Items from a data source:
────

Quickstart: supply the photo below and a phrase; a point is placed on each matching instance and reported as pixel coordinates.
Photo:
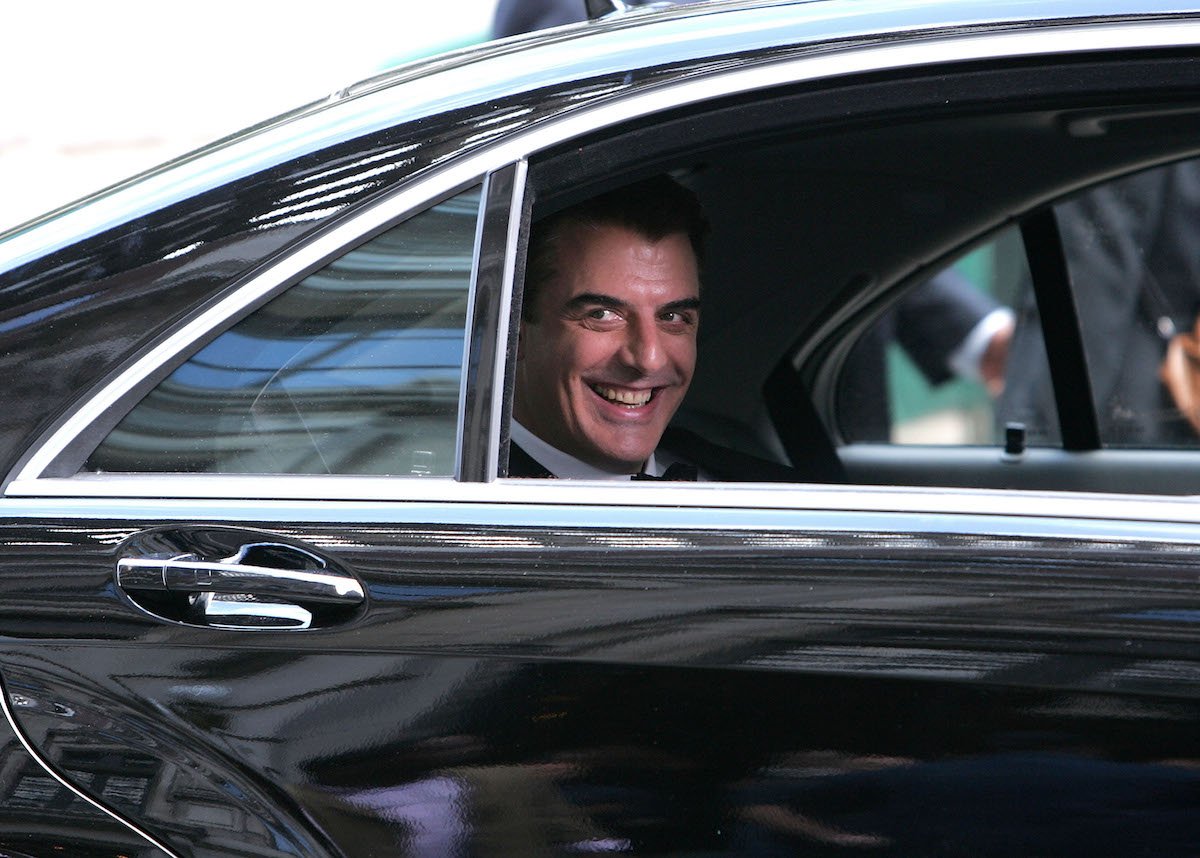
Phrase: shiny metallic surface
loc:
(43, 809)
(537, 667)
(568, 124)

────

**TASK INSTRUCTIONS**: Show every line above that contains the string "matching".

**REPLY**:
Quickstart: supply the photo below and a phrase; a point is placed on each matching instance and reported as pixel coordinates.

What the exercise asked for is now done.